───── Quoted passage

Unknown Armies is an occult-themed roleplaying game by John Scott Tynes and Greg Stolze, published by Atlas Games. The first edition was published in 1998, with the second and third editions being released in 2002 and 2017 respectively. The game is set in a postmodernist occult underground where characters wield magick by personal belief.

System 

Unknown Armies uses a percentile dice system where checks are made by rolling two 10-sided dice, with one representing the "tens" and the other representing the "singles" digit (d100 for short). The game uses a 'roll-under' system, where the goal is to roll below the target number, rather than above as for games like Dungeons & Dragons. Similarly, a roll of 1 is a critical success, while a roll of 00 (100) is a critical failure.

Players can start off as mundanes, Avatars, or Adepts. The benefit of the latter two is that one finds themselves in tune with some mystic force, and are most likely clued in to the Occult Underground. An Avatar is a person that channels an "Archetype", a powerful and universal role in culture. Examples include the mystic hermaphrodite, the hunter, and the demagogue. Adepts have spells related to certain obsessions, and must power themselves with related activities. However, playing mundanes also has its advantages as one can spend their points on aspects other than an Avatar's or Adept's power.

Each character's statistics are split into 4 main categories:

 Body – deals with main physical skills
 Speed – deals with dexterity based skills
 Mind – deals with mental skills
 Soul – deals with personality and "spiritual" based skills

The system is considered flexible in that players can choose their own skills.

Each player's character also starts off with an obsession (something the character is passionate about) and assigns a relevant skill. (For example, an obsessive stamp collector will most likely have the appraise skill as an obsessive skill.)

──────────

**The tasks:**
**1)** Tally how many lines of the records contain the string "window", treating uppercase and lowercase as different, and give only that number.
**2)** Carry on the text about the Unknown Armies roleplaying game from the point where it ends.
The records are unrelated to the text on Unknown Armies.

───── Supplied records

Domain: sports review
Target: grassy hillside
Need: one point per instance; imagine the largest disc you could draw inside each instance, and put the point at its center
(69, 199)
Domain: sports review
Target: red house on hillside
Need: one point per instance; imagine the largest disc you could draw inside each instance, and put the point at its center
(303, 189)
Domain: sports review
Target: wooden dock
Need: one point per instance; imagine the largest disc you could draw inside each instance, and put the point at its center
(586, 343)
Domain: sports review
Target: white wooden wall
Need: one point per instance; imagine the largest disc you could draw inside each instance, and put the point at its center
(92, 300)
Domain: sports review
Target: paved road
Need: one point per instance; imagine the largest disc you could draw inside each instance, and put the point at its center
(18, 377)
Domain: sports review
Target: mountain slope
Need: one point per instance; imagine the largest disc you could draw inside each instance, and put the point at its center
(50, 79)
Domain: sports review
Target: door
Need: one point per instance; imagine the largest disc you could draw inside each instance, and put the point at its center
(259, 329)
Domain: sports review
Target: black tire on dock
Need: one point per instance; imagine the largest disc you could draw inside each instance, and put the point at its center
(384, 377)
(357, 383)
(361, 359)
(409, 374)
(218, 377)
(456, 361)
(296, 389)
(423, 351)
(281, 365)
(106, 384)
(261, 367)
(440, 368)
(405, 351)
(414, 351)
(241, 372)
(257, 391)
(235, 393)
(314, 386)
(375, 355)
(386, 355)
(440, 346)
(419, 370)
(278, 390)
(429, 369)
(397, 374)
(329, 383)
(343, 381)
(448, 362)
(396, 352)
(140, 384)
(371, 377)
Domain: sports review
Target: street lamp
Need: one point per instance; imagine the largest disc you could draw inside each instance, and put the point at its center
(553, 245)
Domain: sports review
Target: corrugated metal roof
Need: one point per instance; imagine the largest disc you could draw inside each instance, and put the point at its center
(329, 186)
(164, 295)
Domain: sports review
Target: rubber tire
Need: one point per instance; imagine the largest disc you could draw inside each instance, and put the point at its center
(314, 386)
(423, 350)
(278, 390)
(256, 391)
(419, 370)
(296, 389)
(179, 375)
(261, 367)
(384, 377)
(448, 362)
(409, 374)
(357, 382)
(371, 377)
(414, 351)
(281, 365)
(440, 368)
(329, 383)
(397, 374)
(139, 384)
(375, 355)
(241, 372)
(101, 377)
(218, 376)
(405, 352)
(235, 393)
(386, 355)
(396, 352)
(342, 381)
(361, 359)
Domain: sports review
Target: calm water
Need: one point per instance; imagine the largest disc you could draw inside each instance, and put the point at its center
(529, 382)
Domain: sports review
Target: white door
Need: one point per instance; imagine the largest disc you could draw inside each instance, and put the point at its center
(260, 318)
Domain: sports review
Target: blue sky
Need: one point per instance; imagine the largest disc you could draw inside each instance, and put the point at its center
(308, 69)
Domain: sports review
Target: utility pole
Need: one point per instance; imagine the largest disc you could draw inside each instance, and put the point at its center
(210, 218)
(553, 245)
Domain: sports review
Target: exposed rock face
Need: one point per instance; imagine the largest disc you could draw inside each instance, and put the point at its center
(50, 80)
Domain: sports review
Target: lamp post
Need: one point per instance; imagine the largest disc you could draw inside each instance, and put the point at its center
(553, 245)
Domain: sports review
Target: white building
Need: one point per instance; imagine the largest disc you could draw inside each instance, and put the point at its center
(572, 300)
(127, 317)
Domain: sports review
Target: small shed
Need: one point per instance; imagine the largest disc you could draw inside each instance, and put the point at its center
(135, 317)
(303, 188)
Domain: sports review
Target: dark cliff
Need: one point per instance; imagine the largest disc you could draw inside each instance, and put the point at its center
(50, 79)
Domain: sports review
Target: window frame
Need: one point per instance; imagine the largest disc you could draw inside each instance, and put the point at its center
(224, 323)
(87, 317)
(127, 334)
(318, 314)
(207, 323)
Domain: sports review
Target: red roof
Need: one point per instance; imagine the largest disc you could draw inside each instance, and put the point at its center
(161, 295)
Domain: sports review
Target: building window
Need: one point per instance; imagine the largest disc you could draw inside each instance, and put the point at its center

──────────

**Solved problems:**
**1)** 2

**2)**
The system also introduces the concept of flip-flopping, where players who are using their obsession skill can choose to switch the "tens" and "singles" of their dice rolls (for example, turning 74 into 47.)

There are also 5 madness meters, which help catalogue your character's sanity:

 Violence – Represents your character's reaction to violent acts
 Unnatural – Represents your character's reaction to the unnatural
 Helplessness – Represents your character's reaction in helpless situations
 Isolation – Represents your character's reaction in periods of isolation/loneliness
 Self – Represents your character's ability to deal with issues relating to identity

The madness meter is considered one of the best game-mechanics for handling the issue of a PC's sanity in a game of literally mind-destroying horror. They reappear in the NEMESIS RPG, albeit without the Isolation meter.

Reception
A reviewer from the online second volume of Pyramid wrote "Picture a world built of the magical illumination of Tim Powers and the gritty, brutal action of James Ellroy. Picture it filmed by an alchemical blend of John Woo and Quentin Tarantino. Add a hard-charging Steve Earle/Nick Cave soundtrack, and watch the movie in the rattiest, creepiest theater you can think of in the baddest part of town. Multiply all that by eleven, and you'll be close to Unknown Armies."

Kenneth Hite states that "Unknown Armies tells us that the only reality is what human beings choose to make of it, and frightens us with the thought that only insane people care enough to really change it. But for all that, it remains a game of alchemical optimism at its heart—from madmen and loners on the margins of society, a better world can come. If they want it enough to fight all the other madmen and loners to the death, and risk losing the rest of themselves, that is."

Unknown Armies 2nd edition won the 2003 Gold Ennie Award for "Best Non-Open-Gaming Product".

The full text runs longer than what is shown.